O que fazer =
(a) Liste todos os valores numéricos que aparecem no texto sobre a navegação fluvial no Amazonas.
(b) Prossiga com o texto sobre a navegação fluvial no Amazonas a partir do ponto em que ele termina.

Texto base =
= = = = =

O Sindicato das Empresas de Navegação Fluvial no Estado do Amazonas (Sindarma) considera que o mercado está em processo de retomada, no ‘Pós-pandemia’, e vem reagindo bem com boas perspectivas. De acordo com o Sindarma, das 46 obras concluídas no Brasil com o apoio financeiro do Fundo da Marinha Mercante (FMM) no ano passado, 43,5% delas foram no Amazonas. O setor de transporte de granéis líquidos, em especial o de transporte de combustível e de grãos são os que mais demandam consultas e pedidos. Na avaliação do Sindarma, a renovação da frota é um processo lento e contínuo que foi iniciado há 25 anos com a substituição das balsas de casco simples por unidades de casco duplo, ambientalmente corretas e que reduziram praticamente a zero o risco ambiental.
O sindicato afirmou que atualmente o Amazonas possui a frota mais moderna do Brasil, com embarcações dentro de padrões internacionais. “Com a entrada dessas modernas e maiores balsas, os comboios ficaram maiores e surgiu a necessidade de substituir os empurradores antigos por empurradores maiores e mais modernos que pudessem operacionalizar com rapidez e segurança. Com o crescimento da demanda no Arco Norte, essa renovação tornou-se constante para poder acompanhar a demanda”, disse o presidente do Sindarma, Galdino Alencar Júnior.

= = = = =

Dados fornecidos =
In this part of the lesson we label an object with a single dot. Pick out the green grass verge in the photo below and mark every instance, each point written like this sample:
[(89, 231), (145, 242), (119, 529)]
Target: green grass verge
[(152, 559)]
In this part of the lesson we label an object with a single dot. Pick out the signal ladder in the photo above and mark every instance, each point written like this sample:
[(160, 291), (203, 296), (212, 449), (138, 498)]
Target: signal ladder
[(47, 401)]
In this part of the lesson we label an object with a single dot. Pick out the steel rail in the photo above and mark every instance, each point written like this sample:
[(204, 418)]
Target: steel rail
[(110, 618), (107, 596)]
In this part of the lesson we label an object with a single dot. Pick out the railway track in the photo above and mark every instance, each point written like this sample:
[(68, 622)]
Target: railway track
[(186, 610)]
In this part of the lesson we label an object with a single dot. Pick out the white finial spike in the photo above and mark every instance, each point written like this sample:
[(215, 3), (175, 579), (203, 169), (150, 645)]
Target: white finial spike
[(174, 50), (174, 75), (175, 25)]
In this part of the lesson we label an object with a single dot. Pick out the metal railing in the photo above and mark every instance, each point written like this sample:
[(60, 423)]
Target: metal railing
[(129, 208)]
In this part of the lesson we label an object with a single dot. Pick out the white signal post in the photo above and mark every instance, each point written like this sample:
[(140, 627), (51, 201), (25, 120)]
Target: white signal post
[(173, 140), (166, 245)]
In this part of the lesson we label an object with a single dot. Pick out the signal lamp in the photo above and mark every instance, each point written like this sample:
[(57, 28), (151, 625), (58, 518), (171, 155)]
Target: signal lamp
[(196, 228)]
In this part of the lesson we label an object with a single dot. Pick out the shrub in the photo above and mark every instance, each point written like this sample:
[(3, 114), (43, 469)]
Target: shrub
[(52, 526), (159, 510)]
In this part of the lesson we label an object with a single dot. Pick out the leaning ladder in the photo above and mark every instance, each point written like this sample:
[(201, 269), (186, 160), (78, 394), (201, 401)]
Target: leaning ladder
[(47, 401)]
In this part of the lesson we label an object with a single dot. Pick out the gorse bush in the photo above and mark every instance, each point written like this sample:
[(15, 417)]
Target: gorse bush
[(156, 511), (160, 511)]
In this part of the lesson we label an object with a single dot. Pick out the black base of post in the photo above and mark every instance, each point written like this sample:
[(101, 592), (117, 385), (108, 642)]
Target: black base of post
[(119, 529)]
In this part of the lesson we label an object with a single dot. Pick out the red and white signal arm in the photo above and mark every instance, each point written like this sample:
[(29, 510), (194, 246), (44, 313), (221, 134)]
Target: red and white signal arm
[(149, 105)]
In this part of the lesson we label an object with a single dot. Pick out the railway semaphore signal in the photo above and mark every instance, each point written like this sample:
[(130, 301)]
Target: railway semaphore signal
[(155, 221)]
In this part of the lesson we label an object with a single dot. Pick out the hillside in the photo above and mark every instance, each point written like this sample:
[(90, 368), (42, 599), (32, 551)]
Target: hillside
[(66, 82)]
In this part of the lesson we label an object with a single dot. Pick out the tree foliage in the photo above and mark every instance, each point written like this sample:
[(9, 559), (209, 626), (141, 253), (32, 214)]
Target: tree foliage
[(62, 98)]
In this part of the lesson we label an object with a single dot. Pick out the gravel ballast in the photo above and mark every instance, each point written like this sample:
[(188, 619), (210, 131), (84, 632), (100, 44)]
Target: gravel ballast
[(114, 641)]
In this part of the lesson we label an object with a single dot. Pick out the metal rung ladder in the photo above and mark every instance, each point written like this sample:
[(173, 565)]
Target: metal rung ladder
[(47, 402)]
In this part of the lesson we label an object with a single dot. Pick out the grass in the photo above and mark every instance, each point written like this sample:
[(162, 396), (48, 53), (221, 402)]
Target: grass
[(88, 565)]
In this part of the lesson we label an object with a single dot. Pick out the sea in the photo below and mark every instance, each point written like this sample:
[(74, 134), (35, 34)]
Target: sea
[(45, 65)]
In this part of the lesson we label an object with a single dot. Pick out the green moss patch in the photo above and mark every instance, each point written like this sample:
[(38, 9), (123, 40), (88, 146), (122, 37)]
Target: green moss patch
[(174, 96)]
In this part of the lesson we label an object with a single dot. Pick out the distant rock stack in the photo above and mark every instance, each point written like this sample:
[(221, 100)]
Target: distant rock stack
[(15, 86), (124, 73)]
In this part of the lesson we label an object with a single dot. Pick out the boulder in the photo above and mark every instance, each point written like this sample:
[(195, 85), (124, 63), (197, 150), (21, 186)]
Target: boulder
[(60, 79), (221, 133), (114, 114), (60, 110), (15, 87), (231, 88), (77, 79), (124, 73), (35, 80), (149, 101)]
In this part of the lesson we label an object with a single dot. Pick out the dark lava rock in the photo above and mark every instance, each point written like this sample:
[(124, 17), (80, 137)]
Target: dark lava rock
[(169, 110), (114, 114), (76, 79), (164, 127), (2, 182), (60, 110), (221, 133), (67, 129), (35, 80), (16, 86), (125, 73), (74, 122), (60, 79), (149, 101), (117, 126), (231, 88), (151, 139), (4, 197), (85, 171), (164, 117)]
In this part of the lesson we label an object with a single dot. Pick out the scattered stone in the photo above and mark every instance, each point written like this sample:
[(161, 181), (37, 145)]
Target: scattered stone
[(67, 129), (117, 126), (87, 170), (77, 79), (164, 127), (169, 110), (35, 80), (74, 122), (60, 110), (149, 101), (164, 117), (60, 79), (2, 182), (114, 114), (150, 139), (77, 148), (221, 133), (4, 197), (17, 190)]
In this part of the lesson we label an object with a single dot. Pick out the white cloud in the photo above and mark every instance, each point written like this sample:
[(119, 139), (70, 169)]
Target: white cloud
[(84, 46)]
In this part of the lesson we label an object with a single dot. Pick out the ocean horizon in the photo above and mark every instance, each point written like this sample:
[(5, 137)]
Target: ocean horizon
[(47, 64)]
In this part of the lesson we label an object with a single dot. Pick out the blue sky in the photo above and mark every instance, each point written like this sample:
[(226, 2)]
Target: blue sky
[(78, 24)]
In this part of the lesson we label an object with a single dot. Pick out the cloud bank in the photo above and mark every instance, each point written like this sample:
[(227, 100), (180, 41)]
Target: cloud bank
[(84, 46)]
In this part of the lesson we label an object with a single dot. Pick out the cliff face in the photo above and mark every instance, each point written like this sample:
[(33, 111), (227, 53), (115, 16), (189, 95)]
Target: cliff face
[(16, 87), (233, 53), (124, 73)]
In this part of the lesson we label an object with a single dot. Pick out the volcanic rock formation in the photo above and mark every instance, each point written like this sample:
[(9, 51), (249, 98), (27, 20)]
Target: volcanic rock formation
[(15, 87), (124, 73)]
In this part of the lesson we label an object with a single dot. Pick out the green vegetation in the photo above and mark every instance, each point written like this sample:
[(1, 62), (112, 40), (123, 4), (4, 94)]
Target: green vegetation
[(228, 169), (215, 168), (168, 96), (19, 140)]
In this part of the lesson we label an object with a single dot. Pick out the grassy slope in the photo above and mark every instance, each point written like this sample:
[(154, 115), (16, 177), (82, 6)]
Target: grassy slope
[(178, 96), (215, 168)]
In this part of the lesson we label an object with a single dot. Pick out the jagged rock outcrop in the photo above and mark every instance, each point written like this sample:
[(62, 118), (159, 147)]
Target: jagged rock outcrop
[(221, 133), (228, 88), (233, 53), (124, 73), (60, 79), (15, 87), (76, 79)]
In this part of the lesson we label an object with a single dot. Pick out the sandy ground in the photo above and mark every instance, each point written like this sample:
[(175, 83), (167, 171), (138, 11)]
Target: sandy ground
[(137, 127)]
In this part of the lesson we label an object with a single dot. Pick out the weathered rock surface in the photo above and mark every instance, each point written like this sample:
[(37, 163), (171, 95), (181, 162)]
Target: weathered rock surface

= = = = =

Respostas por item =
(a) 46; 43,5%; 25

(b)
O Sindarma entende que os rebocadores podem passar por essa modernização, substituindo as máquinas por outras mais modernas, ao passo que as barcaças necessitam de uma criteriosa avaliação do custo benefício, o que muitas vezes inviabiliza o projeto. O sindicato defende a necessidade de se analisar caso a caso. O Sindarma estima que, dependendo da embarcação, o upgrade se torna inviável. Alencar Júnior citou as balsas de grãos, modelo Mississipi, bastante utilizadas no Norte como exemplo dessa inviabilidade.
Entre os segmentos que mais vêm demandando consultas e pedidos ao Estaleiros Amazônia (Easa) estão operadores de rebocadores portuários, algumas tradings de granéis agrícolas com projetos de novos terminais fluviais. O diretor do Easa, Paulo Lemgruber, explicou que as embarcações fluviais, quando não sofrem os desgastes da corrosão marinha, têm vida longa, podendo superar os 50 anos. Para Lemgruber, o prolongamento excessivo, sem restrições pelas autoridades, reduz o mercado da indústria naval, pois são serviços realizados por terceirizados informais. “Muitas embarcações regionais estão paradas, devido às concorrências da cabotagem de grandes porta-contêineres e às mudanças das logísticas das grandes companhias no abastecimento da região, com menor número de maiores comboios”, observa.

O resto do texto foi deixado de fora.